[Requirement]: Format every line of the items below as a JSON list of strings, one string per line, with blank lines skipped and the pictures left out.

[Data]:
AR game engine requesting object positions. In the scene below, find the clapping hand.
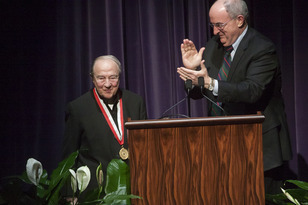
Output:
[181,39,205,69]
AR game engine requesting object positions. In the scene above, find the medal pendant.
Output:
[119,147,128,160]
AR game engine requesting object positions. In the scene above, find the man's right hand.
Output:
[181,39,205,69]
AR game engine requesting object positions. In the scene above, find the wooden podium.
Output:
[125,115,265,205]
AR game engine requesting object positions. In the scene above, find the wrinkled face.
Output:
[209,2,243,47]
[92,59,120,99]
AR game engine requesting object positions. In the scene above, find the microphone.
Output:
[185,79,192,116]
[159,79,192,119]
[198,77,227,116]
[185,79,192,92]
[159,95,188,119]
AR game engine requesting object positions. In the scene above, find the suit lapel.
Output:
[227,28,251,81]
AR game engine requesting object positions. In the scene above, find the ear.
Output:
[236,15,245,28]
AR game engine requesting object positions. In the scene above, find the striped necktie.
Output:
[211,46,233,116]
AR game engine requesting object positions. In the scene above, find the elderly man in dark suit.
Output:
[63,55,147,193]
[178,0,292,192]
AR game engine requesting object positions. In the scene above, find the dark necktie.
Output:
[211,46,233,116]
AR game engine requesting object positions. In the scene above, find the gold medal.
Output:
[119,147,128,160]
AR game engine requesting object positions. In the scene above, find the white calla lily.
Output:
[26,158,43,186]
[69,169,77,193]
[76,166,91,192]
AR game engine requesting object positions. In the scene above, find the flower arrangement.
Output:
[0,151,141,205]
[266,180,308,205]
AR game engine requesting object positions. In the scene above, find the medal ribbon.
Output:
[93,88,124,145]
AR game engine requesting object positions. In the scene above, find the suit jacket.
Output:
[196,28,292,170]
[63,90,147,192]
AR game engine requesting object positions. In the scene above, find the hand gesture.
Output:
[177,60,210,85]
[181,39,205,69]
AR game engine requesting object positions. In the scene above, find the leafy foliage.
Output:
[0,151,141,205]
[266,180,308,205]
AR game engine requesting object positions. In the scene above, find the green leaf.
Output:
[286,180,308,191]
[45,151,79,201]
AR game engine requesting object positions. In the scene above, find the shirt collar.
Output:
[231,26,248,59]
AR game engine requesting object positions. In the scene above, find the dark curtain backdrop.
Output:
[0,0,308,183]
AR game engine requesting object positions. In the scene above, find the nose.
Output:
[104,78,111,88]
[213,26,220,35]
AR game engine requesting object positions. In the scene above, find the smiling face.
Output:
[92,59,120,99]
[209,1,244,47]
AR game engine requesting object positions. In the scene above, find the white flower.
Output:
[280,188,300,205]
[26,158,43,186]
[69,169,77,193]
[76,166,91,192]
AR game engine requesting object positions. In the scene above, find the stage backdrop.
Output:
[0,0,308,183]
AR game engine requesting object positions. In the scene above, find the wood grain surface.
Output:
[128,116,265,205]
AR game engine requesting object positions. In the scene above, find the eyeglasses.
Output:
[95,75,119,83]
[210,19,233,29]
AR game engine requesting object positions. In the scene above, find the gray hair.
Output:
[90,55,122,77]
[223,0,249,20]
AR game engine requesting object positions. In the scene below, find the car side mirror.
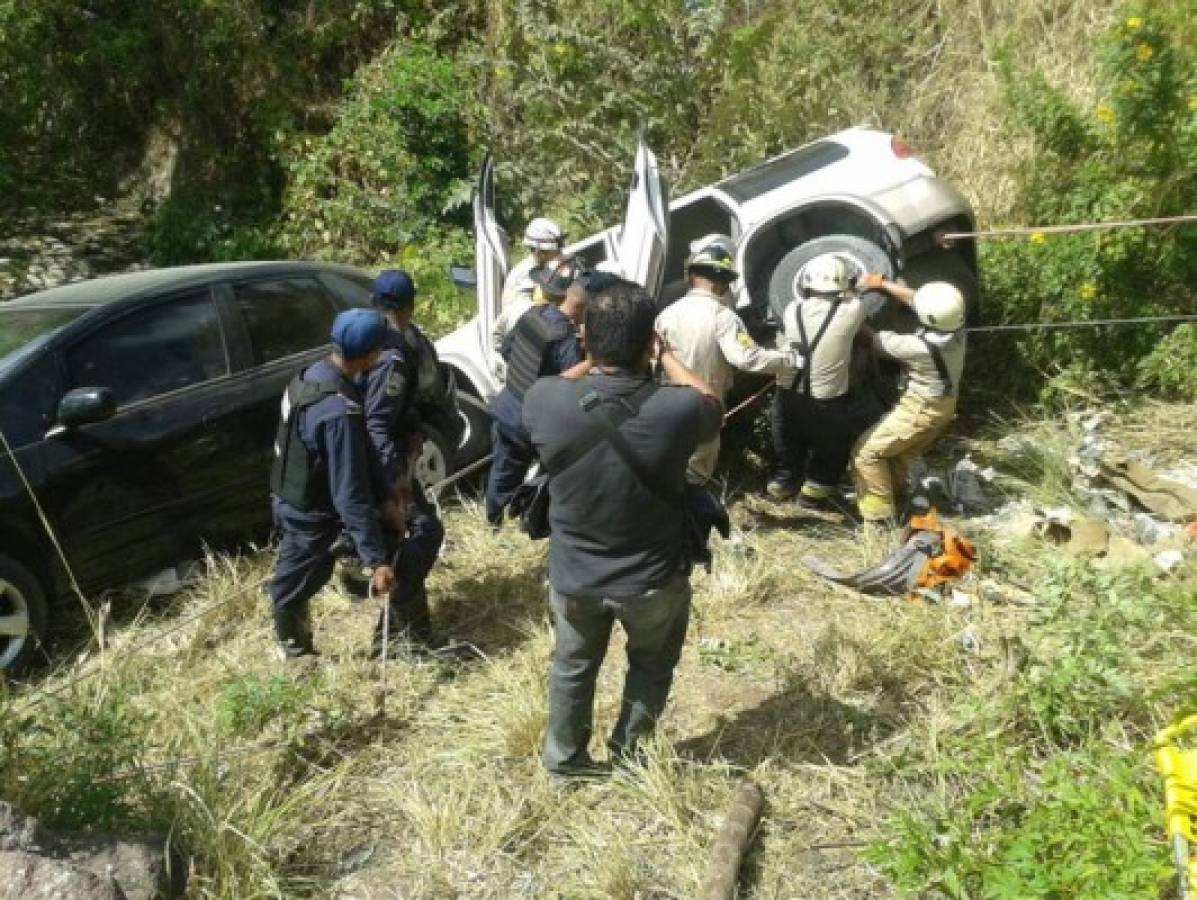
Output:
[59,388,116,428]
[449,266,478,291]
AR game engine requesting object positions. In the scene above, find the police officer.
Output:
[268,309,400,657]
[657,235,795,484]
[365,269,445,651]
[486,260,585,527]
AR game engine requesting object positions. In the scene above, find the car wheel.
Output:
[0,557,45,671]
[413,426,454,488]
[901,250,980,326]
[457,393,491,467]
[768,235,900,321]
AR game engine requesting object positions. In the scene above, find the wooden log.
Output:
[698,779,765,900]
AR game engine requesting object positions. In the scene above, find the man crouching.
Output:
[523,279,723,776]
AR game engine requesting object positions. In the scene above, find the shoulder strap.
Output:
[578,382,686,506]
[542,378,660,475]
[918,330,952,396]
[794,297,840,397]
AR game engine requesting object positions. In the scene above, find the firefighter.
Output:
[486,260,585,527]
[767,254,877,509]
[365,269,444,652]
[268,309,402,658]
[500,218,565,311]
[657,235,795,484]
[852,275,967,522]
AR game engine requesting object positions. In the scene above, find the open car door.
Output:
[614,135,669,297]
[474,153,508,365]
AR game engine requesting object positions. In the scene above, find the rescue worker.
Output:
[486,260,584,527]
[496,218,565,313]
[268,309,401,658]
[657,235,795,484]
[365,269,444,651]
[852,274,967,522]
[766,254,877,509]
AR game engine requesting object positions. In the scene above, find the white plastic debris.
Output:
[1152,551,1185,573]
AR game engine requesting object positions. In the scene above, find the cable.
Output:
[966,315,1197,334]
[0,428,95,612]
[936,214,1197,247]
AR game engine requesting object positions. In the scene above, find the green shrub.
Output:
[982,0,1197,394]
[869,557,1197,900]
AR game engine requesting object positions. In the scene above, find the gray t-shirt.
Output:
[523,375,723,597]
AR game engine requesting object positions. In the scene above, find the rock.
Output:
[0,803,183,900]
[0,850,127,900]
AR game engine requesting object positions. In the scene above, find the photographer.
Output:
[524,279,723,776]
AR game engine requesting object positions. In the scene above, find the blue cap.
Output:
[333,309,387,359]
[372,269,415,309]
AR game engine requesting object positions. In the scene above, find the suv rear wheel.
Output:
[0,555,45,671]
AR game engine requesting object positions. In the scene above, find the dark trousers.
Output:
[486,419,536,525]
[267,498,341,609]
[772,388,881,487]
[545,574,689,772]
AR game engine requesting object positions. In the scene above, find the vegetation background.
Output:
[0,0,1197,900]
[0,0,1197,396]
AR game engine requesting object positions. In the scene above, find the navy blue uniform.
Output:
[365,327,445,638]
[269,360,391,609]
[486,305,585,525]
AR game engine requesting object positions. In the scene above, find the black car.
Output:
[0,262,406,669]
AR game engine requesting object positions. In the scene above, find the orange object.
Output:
[910,510,977,588]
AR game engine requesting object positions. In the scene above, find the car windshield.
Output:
[0,304,87,369]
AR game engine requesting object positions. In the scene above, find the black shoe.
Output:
[274,603,317,659]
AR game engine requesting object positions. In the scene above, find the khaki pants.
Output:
[852,393,956,519]
[686,438,719,485]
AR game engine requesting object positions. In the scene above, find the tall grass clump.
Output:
[982,0,1197,397]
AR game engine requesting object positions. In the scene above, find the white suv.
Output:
[437,127,979,466]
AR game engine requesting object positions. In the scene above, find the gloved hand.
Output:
[370,566,395,594]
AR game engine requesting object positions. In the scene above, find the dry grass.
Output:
[0,407,1191,900]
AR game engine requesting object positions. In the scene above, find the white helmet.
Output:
[524,219,565,250]
[915,281,965,332]
[798,254,852,297]
[686,235,740,282]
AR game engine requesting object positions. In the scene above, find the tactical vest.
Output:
[505,306,570,401]
[786,296,843,397]
[271,373,340,511]
[918,328,955,397]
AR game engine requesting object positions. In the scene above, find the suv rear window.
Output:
[67,291,229,406]
[233,278,336,365]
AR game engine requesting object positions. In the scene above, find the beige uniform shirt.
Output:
[874,329,967,400]
[657,290,794,400]
[782,297,864,400]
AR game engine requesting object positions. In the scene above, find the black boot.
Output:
[274,603,316,659]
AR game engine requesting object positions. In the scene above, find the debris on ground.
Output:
[803,510,977,601]
[0,802,182,900]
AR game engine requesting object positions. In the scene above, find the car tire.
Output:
[768,235,900,321]
[413,425,456,488]
[456,391,492,468]
[901,250,980,326]
[0,555,47,671]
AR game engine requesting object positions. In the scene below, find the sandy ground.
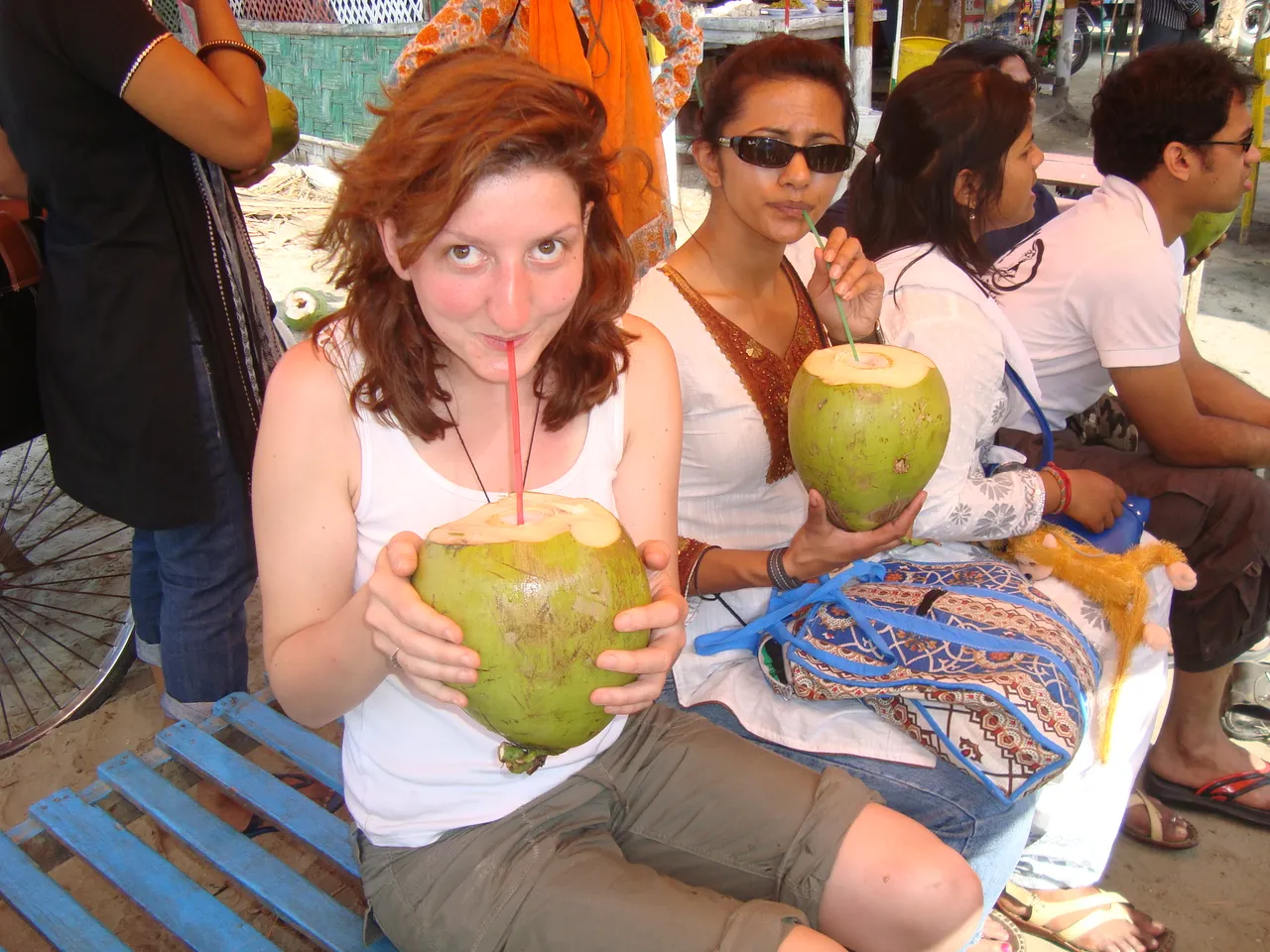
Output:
[0,52,1270,952]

[Response for this exercise]:
[
  "AR game engine requesting object positions. In the scene below, find the clapping hand.",
  "Output:",
  "[181,39,205,69]",
  "AR game engine requesting object positions. In the scene above, find the medal pendant.",
  "Output:",
  "[119,147,128,160]",
  "AR game engine requesting object positions. In the scene above, find the man's right hand.",
  "Output:",
  "[181,39,205,69]",
  "AR game engine requesting object positions. In the scene above, find the wooden podium.",
  "Output:",
  "[125,115,265,205]",
  "AR game engine requesting object positions. In the scene above, find the wrinkled face.",
  "Output:",
  "[209,2,243,47]",
  "[92,59,120,99]",
  "AR game engine requesting object positions. In the scene above, find the microphone.",
  "Output:",
  "[185,79,192,116]",
  "[159,79,192,119]",
  "[198,77,227,116]",
  "[185,79,192,92]",
  "[159,95,188,119]",
  "AR game engine requesting object positions. In the scene above, find the suit lapel.",
  "Output:",
  "[227,28,251,81]",
  "AR game engine requesting object positions. In the scene above, find the ear.",
  "Output:",
  "[236,15,245,28]",
  "AR game engine requesting object positions. In the scene above, find the striped necktie.",
  "Output:",
  "[211,46,233,116]",
  "AR game engine requesting object positions. In the scene above, find the elderly man in dark suit.",
  "Output:",
  "[63,55,147,193]",
  "[178,0,292,192]",
  "AR game engine requesting object positions. In the scene above, find the dark necktie.",
  "Output:",
  "[211,46,233,116]",
  "AR game engine requesting object positions. In the scene above, find the gold medal.",
  "Output:",
  "[119,147,128,160]",
  "AR game engine requesting object positions. In the scene above, find the white calla lily.",
  "Output:",
  "[26,158,43,186]",
  "[69,169,77,193]",
  "[76,166,91,192]",
  "AR game engine requesting object positions. In the scene above, find the flower arrangement.",
  "Output:",
  "[0,151,141,205]",
  "[266,180,308,205]",
  "AR game engine requesting object positions. In the scene above, find the medal ribbon.",
  "Output:",
  "[93,88,124,145]",
  "AR game engine requesting object positions. In the scene above, find the suit jacket.",
  "Output:",
  "[196,28,292,170]",
  "[63,90,147,192]",
  "AR game engine requesting object positions. In the scene above, find the hand gesture.",
  "Output:",
  "[177,60,210,85]",
  "[181,39,205,69]",
  "AR game engine requesting object positions. In the scene above, find the leafy foliage.",
  "Output:",
  "[0,151,141,205]",
  "[266,180,308,205]",
  "AR game engine requesting object positions. In the scene above, find the green leaf.",
  "Output:",
  "[286,180,308,191]",
  "[45,151,79,201]",
  "AR game engine requesting object positions. In the scene above, find the shirt collar.",
  "Output:",
  "[231,26,248,59]",
  "AR game engine requesting object positions. In the scene above, find the dark curtain backdrop.",
  "Output:",
  "[0,0,308,183]",
  "AR game engine requesting object positions. In the scene above, find the nose.",
  "Output:",
  "[104,78,111,88]",
  "[213,26,220,35]",
  "AR game engine requesting object positions. In the scene above, find the smiling face.",
  "Output:",
  "[92,59,120,99]",
  "[209,1,244,47]",
  "AR game engine requesting object positions. In the scene above, find the white flower.",
  "Output:",
  "[280,188,300,205]",
  "[26,158,43,186]",
  "[69,169,77,193]",
  "[76,166,91,192]",
  "AR game engine requesting object positions. In the scene above, find the stage backdrop.",
  "Output:",
  "[0,0,308,183]",
  "AR game engine requesting object positions. In the scene above, find the wood grain surface.",
  "Output:",
  "[128,116,265,205]",
  "AR game engine requesting object positions. In the scene above, find the eyeglasses.",
  "Output:",
  "[95,75,119,83]",
  "[210,19,233,29]",
  "AR game engine requesting object positions. In the scene above, find the gray hair.",
  "Output:",
  "[90,55,122,77]",
  "[223,0,249,20]",
  "AR game engine requesting object positions. In the scene below, find the car side mirror.",
  "Output:",
  "[59,388,116,428]",
  "[449,266,478,291]",
  "AR game engine requesting object positions. In the scene above, find the police officer.",
  "Output:",
  "[268,309,400,657]",
  "[657,235,795,484]",
  "[365,269,445,651]",
  "[486,260,585,527]",
  "AR game engine requesting object positions. In the scene above, find the car wheel.",
  "Output:",
  "[0,557,45,671]",
  "[413,426,454,488]",
  "[901,250,980,326]",
  "[457,393,491,467]",
  "[768,235,900,321]",
  "AR game engine requesting object positions. In the scene above, find the wooden log.",
  "Output:",
  "[698,779,765,900]",
  "AR game engine requesting object positions. In the scene above, find the man crouching.",
  "Output:",
  "[523,279,723,776]",
  "AR game engine requesting object positions. In the scene above, find the shoulder strap.",
  "Output:",
  "[578,382,686,506]",
  "[542,378,660,475]",
  "[918,330,952,396]",
  "[794,297,840,397]",
  "AR game engine requesting object positions. In the scene above, find the firefighter.",
  "Output:",
  "[486,260,585,527]",
  "[767,254,877,509]",
  "[365,269,444,652]",
  "[268,309,402,658]",
  "[500,218,565,311]",
  "[657,235,795,484]",
  "[852,275,967,522]",
  "AR game engine requesting object positions. In the scene above, find the open car door.",
  "Output:",
  "[614,135,669,297]",
  "[474,153,508,365]",
  "AR game engine requesting object positions. In the scene above, find the rescue worker.",
  "Output:",
  "[486,260,584,527]",
  "[496,218,565,313]",
  "[268,309,401,658]",
  "[657,235,795,484]",
  "[365,269,444,651]",
  "[852,274,967,522]",
  "[766,254,877,509]",
  "AR game engine requesting object positions. In the scene above, find the white plastic debris.",
  "Output:",
  "[1152,551,1185,573]",
  "AR game engine requesting object positions. In the scene above, find the cable.",
  "Output:",
  "[966,315,1197,334]",
  "[0,428,95,612]",
  "[936,214,1197,247]",
  "AR game engine requesting object positions. In the scene above, find the green shrub.",
  "Output:",
  "[982,0,1197,394]",
  "[869,557,1197,900]",
  "AR game engine requesting object positions. In the scene above, find the gray t-shirt.",
  "Output:",
  "[523,375,723,597]",
  "AR game engine requesting object positions. In the scene above, find the rock.",
  "Output:",
  "[0,803,183,900]",
  "[0,850,127,900]",
  "AR game engine requesting object positions. In the scene above, find the photographer.",
  "Output:",
  "[524,279,723,776]",
  "AR game engine requesting object positions. In the scene above, find the blue cap.",
  "Output:",
  "[333,309,387,359]",
  "[372,269,415,309]",
  "AR game engine requesting object positions. In the scene above, find the suv rear wheel.",
  "Output:",
  "[0,555,45,671]",
  "AR game engine requesting object positions. In the scene above, find the dark trousers.",
  "Output:",
  "[486,419,536,525]",
  "[267,498,341,609]",
  "[772,388,881,487]",
  "[545,574,689,772]",
  "AR game engine requesting object positions. In the scene above, find the vegetation background.",
  "Output:",
  "[0,0,1197,900]",
  "[0,0,1197,396]",
  "AR game engine requesting object positions. In the scene above, find the navy blue uniform.",
  "Output:",
  "[365,327,445,638]",
  "[269,360,391,609]",
  "[486,305,585,525]",
  "AR game engine requesting object positions. In the scene above, find the black car.",
  "Output:",
  "[0,262,406,669]",
  "AR game engine requesting object positions. In the scene above, find the orange object.",
  "Output:",
  "[910,510,977,588]",
  "AR game engine requesting object positions. In the scene above, find the car windshield.",
  "Output:",
  "[0,304,87,369]",
  "AR game engine requesting object positions. In the scene above, find the black shoe.",
  "Output:",
  "[274,603,317,659]",
  "AR game engine requesting object positions. In the scene above, find the khaki pants.",
  "Output:",
  "[852,393,956,519]",
  "[686,438,719,485]",
  "AR game engine requesting object positions. In the scene above, find the tall grass clump.",
  "Output:",
  "[982,0,1197,397]",
  "AR game engine requesting object positions. In the scene above, find the white suv.",
  "Output:",
  "[437,127,979,466]",
  "AR game engine requesting object positions. In the scene above, find the gloved hand.",
  "Output:",
  "[370,566,395,594]",
  "AR game engine requesting object positions. In the scene above, find the dry grass.",
  "Output:",
  "[0,407,1191,900]",
  "AR game engine requesting object positions. In the scene above, find the white helmet.",
  "Output:",
  "[524,219,565,250]",
  "[915,281,965,332]",
  "[798,254,852,297]",
  "[686,235,740,282]",
  "AR game engine requesting object positions. In the scene above, find the tactical vest.",
  "Output:",
  "[505,306,570,401]",
  "[786,296,843,397]",
  "[271,373,340,511]",
  "[918,328,955,397]",
  "AR game engine requesting object positions. In the scene above, find the suv rear window.",
  "Output:",
  "[67,291,229,406]",
  "[233,278,336,365]",
  "AR game engine requesting object positions. In the scene above, find the beige uniform shirt.",
  "Output:",
  "[874,329,967,400]",
  "[657,290,794,400]",
  "[782,297,864,400]",
  "AR game engine requesting object positions. In the scene above, find the black boot.",
  "Output:",
  "[274,603,316,659]",
  "AR game engine requesting object positions. In the scene above, find the debris on ground.",
  "Output:",
  "[803,510,977,601]",
  "[0,802,182,900]",
  "AR game engine requesting object positions. In the scene above, find the car tire.",
  "Output:",
  "[768,235,900,321]",
  "[413,425,456,488]",
  "[456,391,492,468]",
  "[901,250,980,326]",
  "[0,555,47,671]",
  "AR game engine requesting object positions. In the scene below, find the sandy ground.",
  "Output:",
  "[0,52,1270,952]"
]